## TEXT PASSAGE
Prime Numbers with sqrt()

1. In last week, our homework requires you to display all the prime numbers less than or equal to N.
2. To test whether an integer J is prime in that homework, you may have a simple algorithm which check whether J can be evenly divided by another integer K which is less than J but greater than 1.
3. This algorithm is correct, but it is not very efficient. In this exercise we want to briefly demonstrate to you why efficiency is critical.
4. Let us first modify your program so that it need not display all the prime numbers it found (otherwise I/O would be the bottleneck of this program). Simply count how many prime numbers are less than or equal to the given input N.
   • For example, when N = 100, the output is "There are 25 prime numbers."
   • When N = 1000, the output is "There are 168 prime numbers."
5. For a large number N = 100000, the original program takes 24.7s to find the answer "There are 9592 prime numbers."

## DATA PROVIDED
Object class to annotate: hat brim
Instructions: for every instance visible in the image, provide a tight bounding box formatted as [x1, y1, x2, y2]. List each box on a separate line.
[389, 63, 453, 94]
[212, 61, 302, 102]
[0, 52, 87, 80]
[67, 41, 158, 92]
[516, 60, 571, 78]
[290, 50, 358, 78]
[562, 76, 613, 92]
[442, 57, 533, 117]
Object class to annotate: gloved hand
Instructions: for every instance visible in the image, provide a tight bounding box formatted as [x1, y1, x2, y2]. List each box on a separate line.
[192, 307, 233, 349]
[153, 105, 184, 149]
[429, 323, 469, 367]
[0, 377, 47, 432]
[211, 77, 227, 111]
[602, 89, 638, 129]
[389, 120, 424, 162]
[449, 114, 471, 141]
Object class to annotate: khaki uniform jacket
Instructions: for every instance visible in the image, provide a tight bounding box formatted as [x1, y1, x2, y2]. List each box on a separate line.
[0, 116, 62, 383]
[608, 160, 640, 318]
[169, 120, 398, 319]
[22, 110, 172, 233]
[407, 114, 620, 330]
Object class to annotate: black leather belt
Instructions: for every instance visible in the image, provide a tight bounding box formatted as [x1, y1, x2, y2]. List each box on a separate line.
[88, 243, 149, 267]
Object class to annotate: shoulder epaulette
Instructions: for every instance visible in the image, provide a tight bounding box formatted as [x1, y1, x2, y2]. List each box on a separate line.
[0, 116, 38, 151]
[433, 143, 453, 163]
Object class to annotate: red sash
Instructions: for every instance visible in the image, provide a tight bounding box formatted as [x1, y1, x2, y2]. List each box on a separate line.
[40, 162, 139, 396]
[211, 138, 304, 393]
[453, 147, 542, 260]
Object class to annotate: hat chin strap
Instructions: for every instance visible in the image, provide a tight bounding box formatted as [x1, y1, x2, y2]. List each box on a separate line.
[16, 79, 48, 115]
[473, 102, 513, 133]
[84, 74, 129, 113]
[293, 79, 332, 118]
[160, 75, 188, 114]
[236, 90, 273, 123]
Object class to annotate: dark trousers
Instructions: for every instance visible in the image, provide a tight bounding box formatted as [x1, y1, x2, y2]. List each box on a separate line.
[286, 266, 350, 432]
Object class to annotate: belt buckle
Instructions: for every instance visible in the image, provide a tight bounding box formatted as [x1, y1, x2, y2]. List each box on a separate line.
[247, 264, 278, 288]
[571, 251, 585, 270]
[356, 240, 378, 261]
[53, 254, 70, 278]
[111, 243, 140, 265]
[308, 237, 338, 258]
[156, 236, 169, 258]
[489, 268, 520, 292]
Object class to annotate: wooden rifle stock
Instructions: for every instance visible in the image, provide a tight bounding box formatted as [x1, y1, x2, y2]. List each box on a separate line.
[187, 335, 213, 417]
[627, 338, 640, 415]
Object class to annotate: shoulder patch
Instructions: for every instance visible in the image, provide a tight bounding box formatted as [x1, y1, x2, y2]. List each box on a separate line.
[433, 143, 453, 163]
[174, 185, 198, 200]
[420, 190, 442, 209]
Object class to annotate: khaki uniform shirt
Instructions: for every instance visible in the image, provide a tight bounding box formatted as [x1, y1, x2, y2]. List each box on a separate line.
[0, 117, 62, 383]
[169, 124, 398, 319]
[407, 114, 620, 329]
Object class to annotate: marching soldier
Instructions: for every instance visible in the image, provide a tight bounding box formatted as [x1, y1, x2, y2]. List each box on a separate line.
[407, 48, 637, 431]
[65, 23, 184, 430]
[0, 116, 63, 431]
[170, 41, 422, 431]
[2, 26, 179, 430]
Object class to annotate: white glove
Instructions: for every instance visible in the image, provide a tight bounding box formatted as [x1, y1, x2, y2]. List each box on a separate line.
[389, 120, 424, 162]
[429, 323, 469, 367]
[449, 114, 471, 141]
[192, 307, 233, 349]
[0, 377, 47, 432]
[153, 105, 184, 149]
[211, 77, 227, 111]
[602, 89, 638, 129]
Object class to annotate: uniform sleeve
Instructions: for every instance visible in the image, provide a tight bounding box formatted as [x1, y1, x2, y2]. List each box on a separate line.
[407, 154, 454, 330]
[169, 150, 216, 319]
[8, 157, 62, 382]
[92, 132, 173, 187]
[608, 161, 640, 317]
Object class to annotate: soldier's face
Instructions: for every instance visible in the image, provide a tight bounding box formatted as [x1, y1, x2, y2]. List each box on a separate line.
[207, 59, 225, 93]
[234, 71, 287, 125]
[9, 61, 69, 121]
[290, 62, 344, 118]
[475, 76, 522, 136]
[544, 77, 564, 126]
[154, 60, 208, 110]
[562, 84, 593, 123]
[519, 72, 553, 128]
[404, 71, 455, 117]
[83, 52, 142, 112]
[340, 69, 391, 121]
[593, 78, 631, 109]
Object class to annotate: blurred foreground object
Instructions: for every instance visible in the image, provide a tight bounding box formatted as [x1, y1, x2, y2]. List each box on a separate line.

## EXERCISE DETAILS
Continue the prime-number exercise from the end of its fifth point.

## EXERCISE RESPONSE
6. Your mathematics teacher may have taught you, to check whether J is a prime number or not, it is actually unnecessary to try all the integers less than J. You only need to check the integers less than or equal to sqrt(J).
7. I modifed the loop, and this reduces the running time to 0.155s!
8. You can further improve this algorithm. For example, among the integers less than or equal to sqrt(J), you need not consider even numbers except 2. If J can be evenly divided by an even number, it must be evenly divided by 2, so checking with 2 is sufficient!
9. With this improvement, I can find the answer for N = 100,000 with only 0.048s, and the answer for N = 1,000,000 in only 1.157s!
10. This shows you the power of an efficient algorithm. You will learn more skills in the courses of "Data Structures" and "Algorithms".